## Document excerpt
Recycling Plastics and Metals
During the RAPID + TCT event, I attended a panel about recycling in the additive manufacturing industry.
This panel was what drew me to the conference. Sherri Monroe, the Executive Director of the Additive Manufacturing Green Trade Association (AMGTA), moderated the panel, and Francois Minec from HP was one of the panelists. I interviewed them for Chapter 11 of my book Materials & Sustainability, “It Adds Up: 3D Printing and Sustainability.” It was great to finally meet them in person and hand them each a signed copy of the book.
Here are some of my takeaways from the panel:
Plastic recycling is problematic regardless of how plastic items are made. The additive manufacturing industry faces the familiar challenges of separating individual polymers, collecting them, and reprocessing them into recycled materials of high enough quality. Some materials can be recycled with the right infrastructure, and others—notably dental aligners—cannot.
For metals, it’s a different story. Specifications for metal powders are often quite stringent, and they vary for different metals and applications. Some people worry that used powder isn’t high enough quality for reuse in 3D printing, but replenishing the supply with spent powder can actually improve process stability.
Reducing Energy
One way to reduce the energy required to make materials for 3D printing is to change how materials, specifically metal powders, are made. Exhibitor 6K Additive uses short blasts of microwave plasma energy to create spherical powders from scrap, including both used powders from 3D printing and scraps from machining. The company claims that its method uses 75 to 90% less energy than standard powder production processes.
The 6K process can make lots of different metals and alloys. I picked up a bottle of tungsten powder and was surprised at how heavy it was. Perhaps I shouldn’t have been, knowing where tungsten sits on the periodic table, but it still felt heavier than I expected.

## Record set
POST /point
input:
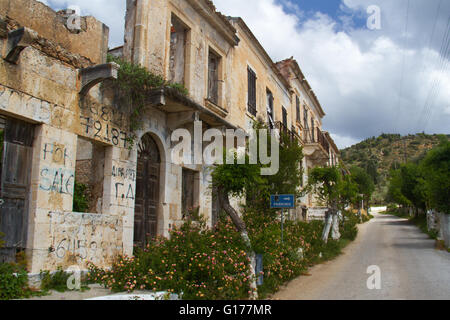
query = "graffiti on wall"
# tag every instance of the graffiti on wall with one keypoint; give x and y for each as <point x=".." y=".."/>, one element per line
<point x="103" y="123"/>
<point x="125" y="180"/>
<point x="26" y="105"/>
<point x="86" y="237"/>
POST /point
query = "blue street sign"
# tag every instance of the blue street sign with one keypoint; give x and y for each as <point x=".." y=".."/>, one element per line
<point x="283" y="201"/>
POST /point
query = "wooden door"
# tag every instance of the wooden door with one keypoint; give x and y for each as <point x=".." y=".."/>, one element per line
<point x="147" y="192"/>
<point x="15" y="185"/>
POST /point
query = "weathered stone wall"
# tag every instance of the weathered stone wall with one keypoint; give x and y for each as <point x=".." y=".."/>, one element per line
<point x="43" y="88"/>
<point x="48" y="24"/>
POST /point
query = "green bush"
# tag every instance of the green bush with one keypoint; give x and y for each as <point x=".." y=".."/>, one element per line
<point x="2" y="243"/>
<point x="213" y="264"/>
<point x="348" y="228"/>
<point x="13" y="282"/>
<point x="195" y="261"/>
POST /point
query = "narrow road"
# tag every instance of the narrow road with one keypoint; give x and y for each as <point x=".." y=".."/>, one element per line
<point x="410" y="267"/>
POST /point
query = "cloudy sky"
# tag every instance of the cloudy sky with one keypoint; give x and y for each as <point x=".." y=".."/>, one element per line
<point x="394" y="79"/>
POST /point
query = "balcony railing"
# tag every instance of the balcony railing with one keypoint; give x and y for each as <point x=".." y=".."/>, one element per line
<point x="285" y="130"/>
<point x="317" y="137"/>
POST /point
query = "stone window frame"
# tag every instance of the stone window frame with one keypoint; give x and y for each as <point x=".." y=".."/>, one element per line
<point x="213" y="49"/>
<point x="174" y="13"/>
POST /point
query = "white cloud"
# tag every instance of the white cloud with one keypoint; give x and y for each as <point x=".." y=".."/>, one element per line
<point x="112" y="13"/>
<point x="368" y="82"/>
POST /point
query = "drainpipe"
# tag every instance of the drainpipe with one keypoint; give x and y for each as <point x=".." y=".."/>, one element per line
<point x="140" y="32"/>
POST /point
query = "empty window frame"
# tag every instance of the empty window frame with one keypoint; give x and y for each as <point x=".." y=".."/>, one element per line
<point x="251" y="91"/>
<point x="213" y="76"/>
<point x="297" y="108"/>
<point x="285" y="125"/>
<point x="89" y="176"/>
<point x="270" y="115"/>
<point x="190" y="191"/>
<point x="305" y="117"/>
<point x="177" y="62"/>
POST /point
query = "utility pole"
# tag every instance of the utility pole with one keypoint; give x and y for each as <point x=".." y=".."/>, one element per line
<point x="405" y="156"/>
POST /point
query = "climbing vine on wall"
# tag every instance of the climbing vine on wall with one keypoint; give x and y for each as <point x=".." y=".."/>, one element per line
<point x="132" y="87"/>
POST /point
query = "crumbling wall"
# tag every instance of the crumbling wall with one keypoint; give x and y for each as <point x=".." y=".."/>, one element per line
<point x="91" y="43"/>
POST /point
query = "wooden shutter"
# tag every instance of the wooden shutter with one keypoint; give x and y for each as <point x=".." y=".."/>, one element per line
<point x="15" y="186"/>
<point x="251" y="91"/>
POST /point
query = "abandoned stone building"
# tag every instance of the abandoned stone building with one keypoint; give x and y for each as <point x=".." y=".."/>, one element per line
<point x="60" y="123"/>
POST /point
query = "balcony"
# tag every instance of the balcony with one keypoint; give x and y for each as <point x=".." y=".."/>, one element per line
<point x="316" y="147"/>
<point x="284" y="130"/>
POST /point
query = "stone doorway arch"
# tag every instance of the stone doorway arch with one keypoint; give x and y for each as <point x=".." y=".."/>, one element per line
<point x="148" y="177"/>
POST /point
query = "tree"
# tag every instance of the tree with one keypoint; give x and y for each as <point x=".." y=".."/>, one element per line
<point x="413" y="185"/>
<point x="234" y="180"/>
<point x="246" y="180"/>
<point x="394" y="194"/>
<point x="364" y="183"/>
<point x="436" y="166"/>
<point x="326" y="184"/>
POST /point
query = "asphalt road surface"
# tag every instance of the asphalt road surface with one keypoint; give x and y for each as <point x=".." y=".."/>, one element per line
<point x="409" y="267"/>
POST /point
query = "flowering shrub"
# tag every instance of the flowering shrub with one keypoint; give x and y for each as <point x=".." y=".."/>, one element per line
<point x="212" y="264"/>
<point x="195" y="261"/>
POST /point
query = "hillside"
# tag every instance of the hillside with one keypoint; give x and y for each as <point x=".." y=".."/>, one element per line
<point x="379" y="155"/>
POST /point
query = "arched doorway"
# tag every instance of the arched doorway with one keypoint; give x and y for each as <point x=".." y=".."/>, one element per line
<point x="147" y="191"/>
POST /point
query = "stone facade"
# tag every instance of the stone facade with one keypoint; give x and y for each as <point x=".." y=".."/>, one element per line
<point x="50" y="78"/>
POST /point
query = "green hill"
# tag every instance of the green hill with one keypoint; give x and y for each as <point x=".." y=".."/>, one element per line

## Brief 1
According to the RAPID + TCT excerpt, how much less energy does 6K Additive claim its method uses than standard powder production processes?
## Brief 2
Retype everything in the RAPID + TCT excerpt from "Reducing Energy" down to "than I expected.".
The items are separate from the RAPID + TCT excerpt.

## Answer space 1
75 to 90% less energy

## Answer space 2
Reducing Energy
One way to reduce the energy required to make materials for 3D printing is to change how materials, specifically metal powders, are made. Exhibitor 6K Additive uses short blasts of microwave plasma energy to create spherical powders from scrap, including both used powders from 3D printing and scraps from machining. The company claims that its method uses 75 to 90% less energy than standard powder production processes.
The 6K process can make lots of different metals and alloys. I picked up a bottle of tungsten powder and was surprised at how heavy it was. Perhaps I shouldn’t have been, knowing where tungsten sits on the periodic table, but it still felt heavier than I expected.